═════ Texto proporcionado ═════

También puede uno aventurarse a sospechar que para el Presidente solo hay una cosa por encima del delirio por hablar: el éxtasis de oírse. Ahí sí pierde la compostura, tal vez por eso habla estudiadamente despacio, saborea cada sílaba, como gourmet paladeando exquisiteces a pequeños bocados, como experto ‘sommelier’ catando con calma sus palabras dichas con largas pausas, permitiendo a sus oídos llevar a su cerebro y lo más hondo de su persona, cada inflexión, cada tonalidad, cada matiz del aroma embriagador del licor de sus palabras.
Nuestro Presidente ha logrado algo increíble para los tenochcas que padecimos en pleno uso de nuestras facultades mentales, el sexenio 1970-1976, sí, damas y caballeros, Andrés Manuel López Obrador ha quitado la corona a Luis Echeverría Álvarez (q.e.p.v, porque vive y disfruta sus 98 años, cumplidos el pasado 17 de enero); ése tal Luis fue campeonísimo de la verborrea, de la diarrea verbal, el dislate y la ocurrencia; ninguno antes que él habló tanto y tan a lo maje; bueno… pero llegó el de ahora y hasta extraña uno a Echeverría que, cuando menos, no impartía diario una conferencia de prensa.
Y no se vayan a enojar chairos y similares, sinceros o en renta, no es calumniar al titular del Ejecutivo, decir que le gusta hablar, que habla mucho, que habla de todo. Como tampoco es calumnia asegurar que le pone de mal humor que lo contradigan, ni su capacidad para crear adjetivos descalificativos.
Otra cosa que lo caracteriza es el desmesurado sentido de su propia importancia, su necesidad de ser el centro de atención y ser admirado, por eso la facilidad con que se enreda en conflictos con cualquiera que no le dé la razón.
Aparte es muy clara su falta de empatía con los demás. Qué pena pero así es: mamás de niños con cáncer que reclaman falta de medicamentos, son títeres de sus adversarios que pretenden desprestigiarlo; igual que las mujeres violentadas que se manifiestan a las puertas de Palacio, son ‘grupos pagados’, en el mejor caso, ‘infiltradas’’. A nuestro Presidente no lo conmueve nada y por eso puede decir campanudamente que la pandemia ha sido domada, cuando estamos empezando la peor etapa, según sus propios expertos.

═════ Datos proporcionados ═════

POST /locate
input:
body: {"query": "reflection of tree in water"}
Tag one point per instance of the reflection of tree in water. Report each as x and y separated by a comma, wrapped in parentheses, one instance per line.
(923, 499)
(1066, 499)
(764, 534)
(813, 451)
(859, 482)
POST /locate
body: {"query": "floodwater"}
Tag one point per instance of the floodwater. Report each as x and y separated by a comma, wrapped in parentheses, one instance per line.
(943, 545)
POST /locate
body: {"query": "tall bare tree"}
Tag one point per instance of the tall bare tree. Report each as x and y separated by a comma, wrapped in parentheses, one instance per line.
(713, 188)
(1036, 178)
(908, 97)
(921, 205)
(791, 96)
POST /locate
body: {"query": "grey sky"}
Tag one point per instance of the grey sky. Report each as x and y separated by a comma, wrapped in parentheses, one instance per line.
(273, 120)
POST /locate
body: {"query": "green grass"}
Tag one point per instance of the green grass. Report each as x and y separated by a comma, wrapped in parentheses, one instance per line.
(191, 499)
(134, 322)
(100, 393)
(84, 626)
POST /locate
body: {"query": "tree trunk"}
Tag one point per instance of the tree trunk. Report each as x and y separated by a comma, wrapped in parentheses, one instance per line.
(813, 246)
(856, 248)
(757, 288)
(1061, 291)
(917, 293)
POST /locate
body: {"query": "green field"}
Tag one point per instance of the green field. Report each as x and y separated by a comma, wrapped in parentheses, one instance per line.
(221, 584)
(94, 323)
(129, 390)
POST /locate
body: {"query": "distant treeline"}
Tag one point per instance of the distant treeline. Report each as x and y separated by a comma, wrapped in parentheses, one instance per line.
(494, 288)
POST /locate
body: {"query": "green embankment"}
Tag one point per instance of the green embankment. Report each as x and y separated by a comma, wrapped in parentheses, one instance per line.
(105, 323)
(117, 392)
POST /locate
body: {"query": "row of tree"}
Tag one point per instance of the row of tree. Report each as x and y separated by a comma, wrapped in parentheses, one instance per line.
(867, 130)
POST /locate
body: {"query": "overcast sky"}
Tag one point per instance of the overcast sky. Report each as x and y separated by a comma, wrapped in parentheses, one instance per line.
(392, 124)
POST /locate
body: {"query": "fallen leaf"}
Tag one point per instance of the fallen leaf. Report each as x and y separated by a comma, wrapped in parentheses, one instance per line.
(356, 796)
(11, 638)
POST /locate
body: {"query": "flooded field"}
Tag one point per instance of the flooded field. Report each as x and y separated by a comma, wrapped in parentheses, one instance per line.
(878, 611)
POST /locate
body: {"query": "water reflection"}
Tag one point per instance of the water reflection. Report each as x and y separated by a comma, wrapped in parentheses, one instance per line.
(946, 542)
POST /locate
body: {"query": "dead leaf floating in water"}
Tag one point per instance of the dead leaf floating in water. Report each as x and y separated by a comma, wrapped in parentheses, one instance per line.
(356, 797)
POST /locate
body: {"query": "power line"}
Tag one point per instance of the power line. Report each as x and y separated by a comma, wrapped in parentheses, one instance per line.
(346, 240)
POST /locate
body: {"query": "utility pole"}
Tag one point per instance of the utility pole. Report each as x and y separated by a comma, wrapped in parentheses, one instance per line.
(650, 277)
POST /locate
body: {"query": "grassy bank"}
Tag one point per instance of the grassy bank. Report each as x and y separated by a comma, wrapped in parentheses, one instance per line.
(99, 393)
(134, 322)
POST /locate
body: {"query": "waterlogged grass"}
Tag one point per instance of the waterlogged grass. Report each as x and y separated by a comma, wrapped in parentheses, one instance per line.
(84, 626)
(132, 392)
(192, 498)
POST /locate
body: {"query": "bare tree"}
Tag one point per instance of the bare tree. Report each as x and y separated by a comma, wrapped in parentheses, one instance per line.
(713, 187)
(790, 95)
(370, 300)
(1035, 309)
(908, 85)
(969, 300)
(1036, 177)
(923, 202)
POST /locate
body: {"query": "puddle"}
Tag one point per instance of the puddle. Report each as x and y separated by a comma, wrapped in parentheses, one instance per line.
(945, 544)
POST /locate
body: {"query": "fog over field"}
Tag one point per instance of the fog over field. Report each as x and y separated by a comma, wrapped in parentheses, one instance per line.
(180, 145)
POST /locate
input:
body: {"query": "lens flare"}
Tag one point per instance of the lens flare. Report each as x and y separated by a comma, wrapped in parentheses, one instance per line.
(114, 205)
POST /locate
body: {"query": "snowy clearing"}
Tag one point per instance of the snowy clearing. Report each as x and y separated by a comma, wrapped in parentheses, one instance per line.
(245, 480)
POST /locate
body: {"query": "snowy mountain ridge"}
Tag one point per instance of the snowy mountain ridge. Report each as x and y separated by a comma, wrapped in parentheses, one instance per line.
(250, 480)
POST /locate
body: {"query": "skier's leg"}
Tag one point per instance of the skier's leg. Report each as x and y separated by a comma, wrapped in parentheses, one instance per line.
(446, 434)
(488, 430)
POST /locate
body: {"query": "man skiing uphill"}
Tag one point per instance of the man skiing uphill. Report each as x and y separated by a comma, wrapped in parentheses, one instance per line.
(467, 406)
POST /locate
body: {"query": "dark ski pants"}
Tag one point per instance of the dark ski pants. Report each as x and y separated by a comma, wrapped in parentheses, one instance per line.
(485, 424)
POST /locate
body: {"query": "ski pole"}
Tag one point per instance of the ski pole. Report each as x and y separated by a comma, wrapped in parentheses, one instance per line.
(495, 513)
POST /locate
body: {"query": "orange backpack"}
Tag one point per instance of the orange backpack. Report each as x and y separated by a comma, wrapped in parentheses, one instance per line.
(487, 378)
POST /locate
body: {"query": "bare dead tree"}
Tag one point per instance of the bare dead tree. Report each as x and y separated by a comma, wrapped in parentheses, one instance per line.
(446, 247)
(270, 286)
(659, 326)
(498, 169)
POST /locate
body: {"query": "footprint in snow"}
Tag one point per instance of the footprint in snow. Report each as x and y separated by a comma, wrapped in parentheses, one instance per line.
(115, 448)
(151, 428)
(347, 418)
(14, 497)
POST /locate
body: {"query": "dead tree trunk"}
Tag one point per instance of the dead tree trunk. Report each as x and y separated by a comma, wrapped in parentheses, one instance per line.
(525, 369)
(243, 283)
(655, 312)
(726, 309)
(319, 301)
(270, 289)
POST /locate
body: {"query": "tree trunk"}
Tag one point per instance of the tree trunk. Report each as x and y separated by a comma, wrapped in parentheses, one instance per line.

═════

Instrucciones:
**1.** Responde estas preguntas sobre el texto acerca del Presidente:
(a) ¿Qué edad tiene Luis Echeverría Álvarez según el texto?
(b) ¿Qué sexenio padecieron los tenochcas mencionados en el texto?
(c) ¿Cómo califica el Presidente a las mujeres violentadas que se manifiestan a las puertas de Palacio?
**2.** Copia sin cambios el fragmento del texto sobre el Presidente que va desde "Y no se vayan" hasta "crear adjetivos descalificativos.".
**3.** Escribe una continuación del texto sobre el Presidente a partir de su última oración.

Respuestas por tarea:
**1.**
(a) Tiene 98 años, cumplidos el pasado 17 de enero.
(b) Padecieron el sexenio 1970-1976.
(c) Las califica de "grupos pagados" y, en el mejor caso, de "infiltradas".

**2.**
Y no se vayan a enojar chairos y similares, sinceros o en renta, no es calumniar al titular del Ejecutivo, decir que le gusta hablar, que habla mucho, que habla de todo. Como tampoco es calumnia asegurar que le pone de mal humor que lo contradigan, ni su capacidad para crear adjetivos descalificativos.

**3.**
Por esa falta de empatía le importaron un pito los centenares de desempleados que causó su toma de Reforma y el Zócalo en 2006. Por ese su antipático modo de ser, pudo calificar como Marcha de los Fifís, a la Marcha Blanca, la más numerosa manifestación de protesta en la historia de México (27 de julio de 2004; medio millón de personas), en contra de la inseguridad y su modo de gobernar la capital del país, siendo él su Jefe de Gobierno. Por esa su falta de sentimientos a la realidad que afecta a otros, se refirió al secuestro y muerte del joven Fernando Martí de la siguiente manera: “¡Qué bien, un punto malo para Calderón y un pirrurris menos!” (columna de Leopoldo Mendívil, diario La Crónica, 26 de agosto de 2008; confirmada por Óscar Mario Beteta; y ratificada días después por Jaime Sánchez Susarrey, en su columna del diario Reforma, y en la sección de Cartas a la Redacción de El Universal). Y si necesita usted la prueba definitiva de esa falta de sentimientos empáticos, recuerde que él solito dijo que la pandemia del Covid 19 le cayó como anillo al dedo.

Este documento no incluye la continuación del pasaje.